• **Text segment**:
········

Weight loss in six days? Novel approach literally a novel

Image of book cover shows woman on beach

Jay Kimiecik, professor and author, will speak about his new book 5 p.m. Thursday, Oct. 20, at the bookstore.

by Carole Johnson, university news and communications

The title of Jay Kimiecik’s new book, Losing Weight in Six Days, is a playful poke at the fad diets and self-help books bombarding Americans.

The book isn’t about quick weight loss. In fact, it encourages readers to step off the path of weight loss techniques and strategies and onto one of weightlessness.

“In today’s market society, people are weighed down both literally and figuratively, he said. “Our consumer culture just makes us hang on to these daily pressures that affect our health, and we don’t even realize it.”

Kimiecik, associate professor of kinesiology and health, points out that people try to follow the constant health messaging: “Do this, eat this, exercise this way.” Studies show most people who lose weight through diets gain the weight back again. The yo-yo impact is real. Why?

“Many approaches to weight loss forget that people have thoughts, feelings and experiences that impact their capability for healthy change,” he said.

Working with co-author Doug Newburg, Kimiecik created a fictional character, Annie, who is in search of a different path to health. Consumed by the demands of her life — children, spouse, work — Annie tried and failed several times to lose weight. In fact, she keeps gaining weight.

········

• **Your goal**: Pick up the article on Jay Kimiecik's book Losing Weight in Six Days after its final sentence and carry it forward.

• **Extracted data**:

········

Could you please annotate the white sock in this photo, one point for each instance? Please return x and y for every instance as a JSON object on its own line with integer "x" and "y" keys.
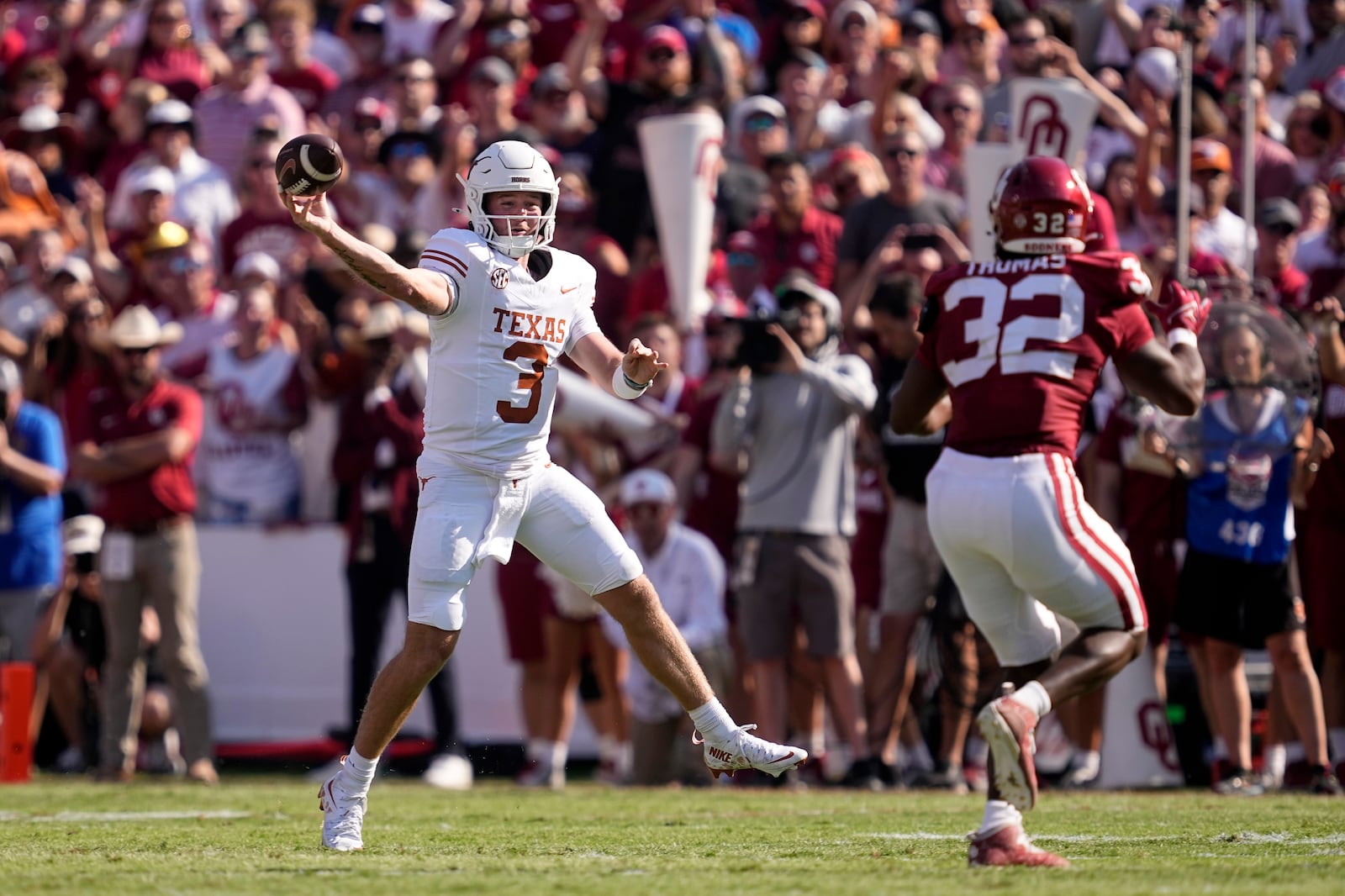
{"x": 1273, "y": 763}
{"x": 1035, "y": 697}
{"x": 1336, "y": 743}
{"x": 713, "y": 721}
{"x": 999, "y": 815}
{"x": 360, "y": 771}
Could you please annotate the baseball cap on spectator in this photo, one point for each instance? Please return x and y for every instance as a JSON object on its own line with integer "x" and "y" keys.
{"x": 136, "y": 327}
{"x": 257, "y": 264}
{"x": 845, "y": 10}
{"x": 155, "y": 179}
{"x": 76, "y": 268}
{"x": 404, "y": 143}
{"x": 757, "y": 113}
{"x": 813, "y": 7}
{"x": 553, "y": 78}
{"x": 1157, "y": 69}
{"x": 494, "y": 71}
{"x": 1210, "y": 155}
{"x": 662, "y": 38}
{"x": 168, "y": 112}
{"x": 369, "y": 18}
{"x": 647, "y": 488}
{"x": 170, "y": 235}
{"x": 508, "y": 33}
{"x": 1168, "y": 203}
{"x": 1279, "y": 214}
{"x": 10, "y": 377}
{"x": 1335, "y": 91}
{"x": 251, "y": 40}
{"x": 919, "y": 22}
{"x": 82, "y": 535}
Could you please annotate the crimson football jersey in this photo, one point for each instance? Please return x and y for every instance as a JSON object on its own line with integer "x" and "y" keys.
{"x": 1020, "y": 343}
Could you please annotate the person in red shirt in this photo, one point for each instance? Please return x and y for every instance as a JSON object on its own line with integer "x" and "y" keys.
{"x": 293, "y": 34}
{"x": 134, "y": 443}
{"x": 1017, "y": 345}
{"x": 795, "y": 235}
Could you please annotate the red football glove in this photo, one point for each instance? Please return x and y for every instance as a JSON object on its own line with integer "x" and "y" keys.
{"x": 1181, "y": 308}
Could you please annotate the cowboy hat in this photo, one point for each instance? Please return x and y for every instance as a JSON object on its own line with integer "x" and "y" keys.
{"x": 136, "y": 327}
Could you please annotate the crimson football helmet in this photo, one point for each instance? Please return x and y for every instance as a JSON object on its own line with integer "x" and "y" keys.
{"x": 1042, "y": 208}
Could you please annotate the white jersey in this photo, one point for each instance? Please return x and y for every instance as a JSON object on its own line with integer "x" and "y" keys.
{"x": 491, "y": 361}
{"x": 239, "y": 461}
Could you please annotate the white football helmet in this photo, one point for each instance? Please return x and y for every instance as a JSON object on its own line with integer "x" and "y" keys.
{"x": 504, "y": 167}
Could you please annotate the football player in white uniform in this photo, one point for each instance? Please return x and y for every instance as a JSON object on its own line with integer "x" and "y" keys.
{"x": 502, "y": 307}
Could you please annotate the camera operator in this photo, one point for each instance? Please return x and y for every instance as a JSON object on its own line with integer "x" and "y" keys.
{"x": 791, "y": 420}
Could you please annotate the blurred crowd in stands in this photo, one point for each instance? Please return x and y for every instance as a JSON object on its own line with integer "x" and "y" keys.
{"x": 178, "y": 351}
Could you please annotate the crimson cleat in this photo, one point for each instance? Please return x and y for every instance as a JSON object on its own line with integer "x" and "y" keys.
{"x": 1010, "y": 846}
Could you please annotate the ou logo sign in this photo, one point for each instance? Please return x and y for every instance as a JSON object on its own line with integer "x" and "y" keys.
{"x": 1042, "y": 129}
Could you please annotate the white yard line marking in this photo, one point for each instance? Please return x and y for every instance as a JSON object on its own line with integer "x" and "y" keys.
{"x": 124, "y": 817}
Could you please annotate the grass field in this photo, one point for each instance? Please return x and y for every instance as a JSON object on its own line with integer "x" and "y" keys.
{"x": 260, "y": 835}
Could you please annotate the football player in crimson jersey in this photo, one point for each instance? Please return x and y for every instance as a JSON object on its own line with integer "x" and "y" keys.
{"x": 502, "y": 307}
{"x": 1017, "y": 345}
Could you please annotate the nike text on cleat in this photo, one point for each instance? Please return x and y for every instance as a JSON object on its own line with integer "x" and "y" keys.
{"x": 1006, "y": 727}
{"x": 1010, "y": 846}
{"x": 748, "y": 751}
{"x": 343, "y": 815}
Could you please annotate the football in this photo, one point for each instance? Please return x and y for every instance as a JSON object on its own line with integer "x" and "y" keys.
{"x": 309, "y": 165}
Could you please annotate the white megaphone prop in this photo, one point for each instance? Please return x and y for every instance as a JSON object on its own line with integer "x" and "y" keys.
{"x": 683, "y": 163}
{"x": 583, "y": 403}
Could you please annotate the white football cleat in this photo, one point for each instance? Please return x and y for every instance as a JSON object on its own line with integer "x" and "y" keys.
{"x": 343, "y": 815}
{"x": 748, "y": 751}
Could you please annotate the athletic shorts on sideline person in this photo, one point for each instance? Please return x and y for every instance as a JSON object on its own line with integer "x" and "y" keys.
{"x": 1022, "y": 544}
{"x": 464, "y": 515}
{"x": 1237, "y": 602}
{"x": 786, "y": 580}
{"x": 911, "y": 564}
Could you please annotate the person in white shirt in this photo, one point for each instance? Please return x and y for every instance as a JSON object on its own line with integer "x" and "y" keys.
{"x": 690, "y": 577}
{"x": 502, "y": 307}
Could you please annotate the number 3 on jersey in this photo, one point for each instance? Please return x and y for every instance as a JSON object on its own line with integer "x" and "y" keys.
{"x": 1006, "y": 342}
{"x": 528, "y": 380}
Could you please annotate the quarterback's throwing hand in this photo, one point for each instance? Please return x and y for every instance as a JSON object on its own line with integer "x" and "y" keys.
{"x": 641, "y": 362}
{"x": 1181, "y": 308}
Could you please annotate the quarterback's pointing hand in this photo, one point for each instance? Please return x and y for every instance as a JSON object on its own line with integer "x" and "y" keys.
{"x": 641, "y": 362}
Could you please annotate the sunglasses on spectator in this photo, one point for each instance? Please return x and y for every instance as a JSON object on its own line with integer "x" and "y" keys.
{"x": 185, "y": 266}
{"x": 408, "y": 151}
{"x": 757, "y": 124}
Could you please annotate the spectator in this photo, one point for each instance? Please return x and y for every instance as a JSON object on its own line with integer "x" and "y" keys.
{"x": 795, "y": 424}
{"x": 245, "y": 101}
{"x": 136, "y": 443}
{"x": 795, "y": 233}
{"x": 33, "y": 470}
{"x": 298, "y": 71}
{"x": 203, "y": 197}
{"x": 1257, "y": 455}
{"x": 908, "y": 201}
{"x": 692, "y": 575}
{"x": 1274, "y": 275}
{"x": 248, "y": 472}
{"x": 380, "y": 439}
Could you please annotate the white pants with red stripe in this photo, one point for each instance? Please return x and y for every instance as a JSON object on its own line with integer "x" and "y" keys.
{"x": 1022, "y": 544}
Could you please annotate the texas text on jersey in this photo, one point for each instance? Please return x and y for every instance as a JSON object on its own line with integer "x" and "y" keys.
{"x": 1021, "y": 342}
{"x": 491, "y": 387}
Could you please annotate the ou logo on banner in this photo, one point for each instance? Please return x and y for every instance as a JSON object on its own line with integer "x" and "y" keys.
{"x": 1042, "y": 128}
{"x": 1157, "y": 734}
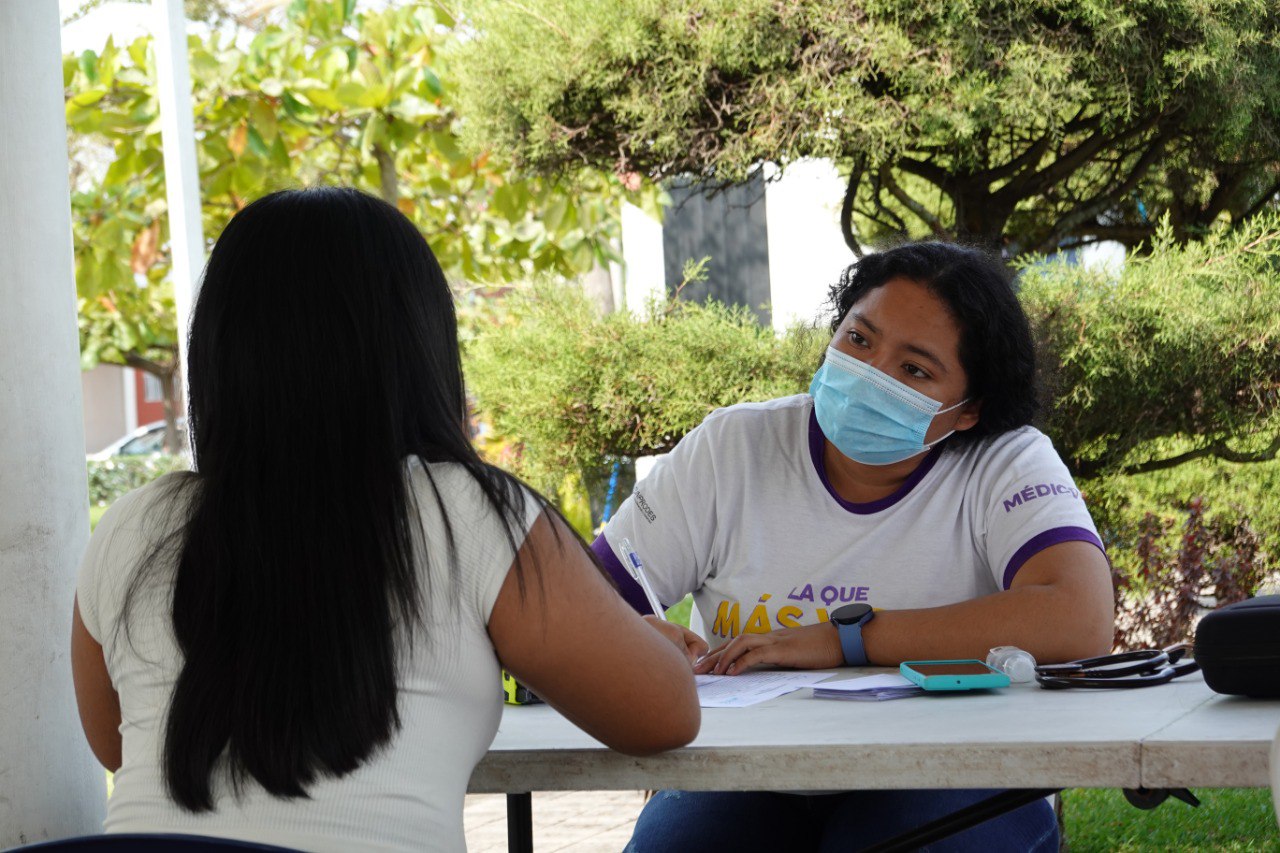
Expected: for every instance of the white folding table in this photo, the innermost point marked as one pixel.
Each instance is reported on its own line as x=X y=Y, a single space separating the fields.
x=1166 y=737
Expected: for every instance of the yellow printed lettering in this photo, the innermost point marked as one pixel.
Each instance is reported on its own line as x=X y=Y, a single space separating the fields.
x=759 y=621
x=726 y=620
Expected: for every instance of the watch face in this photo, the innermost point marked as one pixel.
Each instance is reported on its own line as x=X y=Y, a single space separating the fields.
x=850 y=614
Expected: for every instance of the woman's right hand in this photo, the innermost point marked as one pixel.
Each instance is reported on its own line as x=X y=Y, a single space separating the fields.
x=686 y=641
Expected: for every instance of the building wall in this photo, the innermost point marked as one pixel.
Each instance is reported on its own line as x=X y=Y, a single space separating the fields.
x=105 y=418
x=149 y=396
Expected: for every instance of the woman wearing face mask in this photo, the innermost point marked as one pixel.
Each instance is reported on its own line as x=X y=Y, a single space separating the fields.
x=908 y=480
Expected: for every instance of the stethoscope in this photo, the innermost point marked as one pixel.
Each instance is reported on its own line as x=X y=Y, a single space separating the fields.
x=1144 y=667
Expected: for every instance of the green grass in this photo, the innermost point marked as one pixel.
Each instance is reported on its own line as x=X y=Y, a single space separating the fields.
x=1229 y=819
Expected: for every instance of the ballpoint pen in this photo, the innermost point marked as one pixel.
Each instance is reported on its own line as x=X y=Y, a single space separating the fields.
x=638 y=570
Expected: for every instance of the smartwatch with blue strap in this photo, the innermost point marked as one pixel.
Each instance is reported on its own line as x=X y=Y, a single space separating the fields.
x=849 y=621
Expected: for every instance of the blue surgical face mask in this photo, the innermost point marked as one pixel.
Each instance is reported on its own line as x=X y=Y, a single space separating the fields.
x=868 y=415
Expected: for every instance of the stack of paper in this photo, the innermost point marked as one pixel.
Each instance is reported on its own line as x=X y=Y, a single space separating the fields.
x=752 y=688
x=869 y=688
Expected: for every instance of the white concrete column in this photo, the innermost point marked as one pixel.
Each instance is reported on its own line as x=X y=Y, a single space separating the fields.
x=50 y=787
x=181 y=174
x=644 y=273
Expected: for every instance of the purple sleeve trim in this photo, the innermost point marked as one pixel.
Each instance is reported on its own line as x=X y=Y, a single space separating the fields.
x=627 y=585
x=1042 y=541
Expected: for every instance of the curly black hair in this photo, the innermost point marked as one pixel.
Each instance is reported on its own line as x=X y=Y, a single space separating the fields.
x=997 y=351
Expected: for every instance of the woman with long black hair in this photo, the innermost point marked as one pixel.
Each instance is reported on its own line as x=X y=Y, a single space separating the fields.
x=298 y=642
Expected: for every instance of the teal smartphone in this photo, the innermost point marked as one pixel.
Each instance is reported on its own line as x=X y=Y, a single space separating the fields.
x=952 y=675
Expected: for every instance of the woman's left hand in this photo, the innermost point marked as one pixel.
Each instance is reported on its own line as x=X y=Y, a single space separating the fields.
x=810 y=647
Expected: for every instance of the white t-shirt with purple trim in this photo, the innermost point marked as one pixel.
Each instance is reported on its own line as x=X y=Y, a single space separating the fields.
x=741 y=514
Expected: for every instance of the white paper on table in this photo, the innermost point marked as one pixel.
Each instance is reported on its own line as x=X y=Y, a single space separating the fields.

········

• **Response area**:
The novel is not the typical self-help book about how to lose physical weight. Instead, it illustrates an inner approach to finding one’s natural feel for health and well-being.

Kimiecik and Newburg pulled research from various scientific sources. They also interviewed people successful in both their professional and personal health lives. They discovered that how people feel on the inside about their lives influences choices they make about eating and exercising.

“The data is clear that when people start experiencing more daily meaning and purpose, they start moving their bodies more and eating better,” Kimiecik said. “Once you free yourself of the ‘weight of the world,’ you more naturally begin to reach for healthier living choices.”

Jay Kimiecik

Jay Kimiecik

Meet the Authors

The Miami University Bookstore and Employee Benefits & Wellness are co-hosting a meet-the-author event 5-6 p.m. Thursday, Oct. 20, at the Shriver Center. Kimiecik will discuss the book and answer questions. The event is free and open to the public.

Kimiecik is also founding director of Miami’s Employee Benefits & Wellness program. His work bridges the gap between the art and science of health behavior change. He is the author of two previous books, The Intrinsic Exerciser and Runner as Hero.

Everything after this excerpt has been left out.